Everything from the line with "Wildlife-count tagging: point out every instance of the pile" through the last line of the records below should be copied exactly, both ends included.

Records for the task>
►

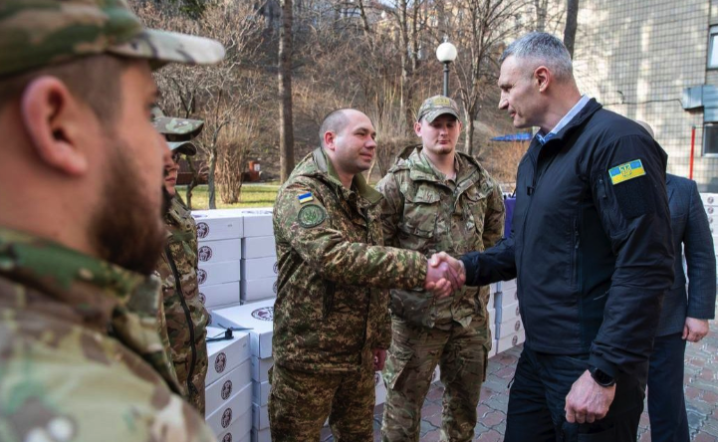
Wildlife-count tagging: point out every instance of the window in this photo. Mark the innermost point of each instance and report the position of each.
(713, 48)
(710, 139)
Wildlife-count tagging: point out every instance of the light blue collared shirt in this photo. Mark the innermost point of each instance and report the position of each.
(564, 121)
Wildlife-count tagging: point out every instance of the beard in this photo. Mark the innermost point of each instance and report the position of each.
(128, 230)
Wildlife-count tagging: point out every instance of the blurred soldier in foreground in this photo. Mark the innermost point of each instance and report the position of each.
(185, 315)
(438, 200)
(332, 325)
(80, 354)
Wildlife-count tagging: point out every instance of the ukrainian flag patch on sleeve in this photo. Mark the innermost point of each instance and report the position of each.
(627, 171)
(305, 198)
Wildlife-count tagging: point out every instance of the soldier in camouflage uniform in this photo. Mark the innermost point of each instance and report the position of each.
(184, 314)
(438, 200)
(81, 358)
(331, 318)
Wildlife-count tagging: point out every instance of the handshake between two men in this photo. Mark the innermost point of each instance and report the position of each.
(444, 275)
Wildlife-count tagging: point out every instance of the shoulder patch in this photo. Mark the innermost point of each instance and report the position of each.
(626, 171)
(311, 215)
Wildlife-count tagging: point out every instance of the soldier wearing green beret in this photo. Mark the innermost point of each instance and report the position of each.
(185, 317)
(331, 316)
(81, 231)
(438, 200)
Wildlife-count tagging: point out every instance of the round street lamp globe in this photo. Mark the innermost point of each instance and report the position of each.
(446, 52)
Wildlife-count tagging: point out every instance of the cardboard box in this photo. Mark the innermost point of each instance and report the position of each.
(260, 392)
(259, 268)
(258, 247)
(258, 222)
(221, 419)
(220, 295)
(260, 369)
(218, 273)
(258, 316)
(218, 393)
(225, 355)
(214, 225)
(239, 431)
(260, 416)
(261, 435)
(219, 251)
(258, 289)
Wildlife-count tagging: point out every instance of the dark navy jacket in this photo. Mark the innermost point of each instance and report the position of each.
(592, 257)
(690, 227)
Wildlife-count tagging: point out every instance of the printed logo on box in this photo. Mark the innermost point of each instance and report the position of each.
(205, 253)
(220, 363)
(202, 230)
(264, 314)
(226, 418)
(226, 389)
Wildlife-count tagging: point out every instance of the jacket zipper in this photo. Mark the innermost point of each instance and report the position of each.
(191, 390)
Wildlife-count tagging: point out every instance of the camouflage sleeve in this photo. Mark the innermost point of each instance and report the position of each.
(392, 206)
(309, 230)
(495, 217)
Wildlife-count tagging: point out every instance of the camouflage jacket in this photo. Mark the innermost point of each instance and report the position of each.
(80, 356)
(332, 304)
(423, 211)
(185, 316)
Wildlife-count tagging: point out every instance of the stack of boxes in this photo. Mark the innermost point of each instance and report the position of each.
(228, 394)
(710, 203)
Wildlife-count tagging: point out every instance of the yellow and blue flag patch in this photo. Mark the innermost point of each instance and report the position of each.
(627, 171)
(305, 198)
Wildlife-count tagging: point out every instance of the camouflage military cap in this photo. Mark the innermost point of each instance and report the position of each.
(185, 147)
(437, 105)
(176, 129)
(36, 33)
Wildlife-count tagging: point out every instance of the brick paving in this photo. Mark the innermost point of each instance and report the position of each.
(701, 387)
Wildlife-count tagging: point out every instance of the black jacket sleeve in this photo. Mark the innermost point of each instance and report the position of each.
(635, 215)
(495, 264)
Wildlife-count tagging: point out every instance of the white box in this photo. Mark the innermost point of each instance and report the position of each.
(260, 416)
(225, 355)
(258, 222)
(259, 268)
(261, 435)
(218, 393)
(258, 247)
(218, 273)
(213, 225)
(260, 392)
(260, 369)
(239, 431)
(219, 295)
(258, 316)
(221, 419)
(258, 289)
(219, 251)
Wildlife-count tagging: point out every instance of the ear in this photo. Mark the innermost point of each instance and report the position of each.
(53, 119)
(543, 77)
(329, 138)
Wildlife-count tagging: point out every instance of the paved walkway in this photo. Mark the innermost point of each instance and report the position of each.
(701, 386)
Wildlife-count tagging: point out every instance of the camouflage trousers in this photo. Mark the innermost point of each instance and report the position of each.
(299, 404)
(461, 354)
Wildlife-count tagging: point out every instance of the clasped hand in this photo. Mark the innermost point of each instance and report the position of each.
(444, 275)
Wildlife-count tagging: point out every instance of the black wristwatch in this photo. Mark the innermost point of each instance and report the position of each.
(601, 377)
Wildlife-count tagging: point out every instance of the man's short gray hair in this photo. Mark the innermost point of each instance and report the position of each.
(546, 50)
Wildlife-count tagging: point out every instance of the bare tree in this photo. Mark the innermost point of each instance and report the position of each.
(569, 33)
(286, 130)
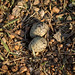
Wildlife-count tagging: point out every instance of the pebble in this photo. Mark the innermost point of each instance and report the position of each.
(39, 29)
(38, 44)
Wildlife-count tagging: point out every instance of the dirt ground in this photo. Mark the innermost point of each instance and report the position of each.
(16, 20)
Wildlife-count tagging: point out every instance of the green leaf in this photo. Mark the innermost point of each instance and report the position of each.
(5, 45)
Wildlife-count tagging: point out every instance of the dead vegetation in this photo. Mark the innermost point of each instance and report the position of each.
(16, 19)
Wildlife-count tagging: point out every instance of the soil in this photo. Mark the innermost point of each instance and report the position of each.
(16, 19)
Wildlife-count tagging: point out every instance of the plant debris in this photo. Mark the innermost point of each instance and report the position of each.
(53, 21)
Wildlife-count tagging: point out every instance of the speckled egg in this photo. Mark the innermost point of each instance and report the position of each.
(38, 44)
(39, 29)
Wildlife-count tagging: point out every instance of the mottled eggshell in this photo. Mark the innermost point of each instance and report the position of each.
(38, 44)
(39, 29)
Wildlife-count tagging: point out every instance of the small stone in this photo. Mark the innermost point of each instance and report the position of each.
(39, 29)
(38, 44)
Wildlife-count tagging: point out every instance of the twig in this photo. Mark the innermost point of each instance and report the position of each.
(14, 34)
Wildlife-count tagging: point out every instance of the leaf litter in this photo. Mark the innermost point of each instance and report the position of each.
(16, 20)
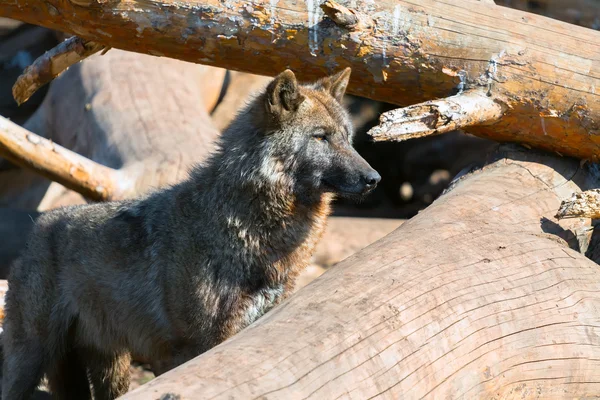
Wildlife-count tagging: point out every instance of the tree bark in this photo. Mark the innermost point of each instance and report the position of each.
(478, 296)
(579, 12)
(546, 72)
(145, 117)
(92, 180)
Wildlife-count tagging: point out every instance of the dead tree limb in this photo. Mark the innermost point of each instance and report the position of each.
(401, 52)
(438, 116)
(478, 296)
(581, 205)
(51, 64)
(75, 172)
(146, 117)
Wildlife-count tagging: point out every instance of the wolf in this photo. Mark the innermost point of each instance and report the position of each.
(168, 276)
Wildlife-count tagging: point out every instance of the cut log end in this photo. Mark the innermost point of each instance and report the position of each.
(343, 17)
(581, 205)
(438, 116)
(52, 64)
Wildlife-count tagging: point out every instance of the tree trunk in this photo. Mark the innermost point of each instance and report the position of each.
(478, 296)
(546, 72)
(145, 117)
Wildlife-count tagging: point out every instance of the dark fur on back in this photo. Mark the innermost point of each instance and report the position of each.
(168, 276)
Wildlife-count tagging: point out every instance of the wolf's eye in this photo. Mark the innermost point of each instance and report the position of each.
(321, 137)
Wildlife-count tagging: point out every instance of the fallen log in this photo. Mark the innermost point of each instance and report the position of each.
(478, 296)
(545, 72)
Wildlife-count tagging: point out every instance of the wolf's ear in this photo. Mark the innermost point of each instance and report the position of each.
(283, 94)
(337, 84)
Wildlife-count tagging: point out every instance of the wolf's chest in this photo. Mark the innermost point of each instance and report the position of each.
(259, 303)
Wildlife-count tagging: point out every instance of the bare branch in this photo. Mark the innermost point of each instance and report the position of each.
(412, 53)
(581, 205)
(76, 172)
(438, 116)
(51, 64)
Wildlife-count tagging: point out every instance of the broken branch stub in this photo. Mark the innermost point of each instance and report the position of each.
(51, 64)
(416, 51)
(438, 116)
(581, 205)
(92, 180)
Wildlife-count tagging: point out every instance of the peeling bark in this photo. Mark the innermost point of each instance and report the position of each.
(408, 52)
(581, 205)
(51, 64)
(145, 117)
(75, 172)
(438, 116)
(478, 296)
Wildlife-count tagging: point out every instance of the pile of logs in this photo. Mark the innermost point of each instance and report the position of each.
(486, 293)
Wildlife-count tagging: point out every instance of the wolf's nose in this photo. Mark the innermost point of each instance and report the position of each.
(371, 180)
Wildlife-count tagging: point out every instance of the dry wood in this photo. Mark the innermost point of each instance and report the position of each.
(581, 205)
(145, 116)
(580, 12)
(547, 71)
(75, 172)
(478, 296)
(438, 116)
(51, 64)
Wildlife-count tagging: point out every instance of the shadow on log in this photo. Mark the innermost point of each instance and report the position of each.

◄

Result for this task>
Wildlife-count tagging: point out every instance of the pile of logs in this photo. Mark the innermost point of each instance and report the position of each.
(486, 293)
Wildlife-count tagging: point out every instance of the wolf's nose in this photo. Mark the innermost point of each instance and report the position of each.
(371, 180)
Wildlife-count tagging: point out every instance of the dry wood in this photo. Mark the innermost point of each instance and report the position of each.
(581, 205)
(145, 116)
(580, 12)
(547, 71)
(75, 172)
(478, 296)
(438, 116)
(51, 64)
Wildlife-count tagging: point out every instance of the shadow on log in this photo. Mark the innermost point of each instance and report the position of each.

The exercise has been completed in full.